The input
↓

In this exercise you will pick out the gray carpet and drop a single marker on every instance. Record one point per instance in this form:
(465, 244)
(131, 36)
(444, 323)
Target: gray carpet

↑

Exercise instructions
Exactly as written above, set down the whole listing again.

Result of this exercise
In this exercise you will pick out the gray carpet and drop a single marker on every instance. Record one point per instance in this form:
(465, 244)
(131, 36)
(444, 323)
Target: gray carpet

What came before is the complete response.